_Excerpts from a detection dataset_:
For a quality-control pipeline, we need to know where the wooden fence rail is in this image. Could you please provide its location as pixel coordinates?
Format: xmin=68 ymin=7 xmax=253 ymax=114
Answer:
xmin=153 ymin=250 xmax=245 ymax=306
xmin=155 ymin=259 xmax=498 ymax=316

_What you are asked to do_: Rewrite the items above, putting "painted fence rail" wherever "wooden fence rail" appears and leaving everything else as it is.

_Solution to this problem_:
For a quality-control pipeline, we need to know where the painted fence rail is in this image. Could you please provide its location as pixel coordinates?
Format: xmin=68 ymin=7 xmax=253 ymax=114
Answer:
xmin=153 ymin=250 xmax=245 ymax=306
xmin=155 ymin=259 xmax=498 ymax=316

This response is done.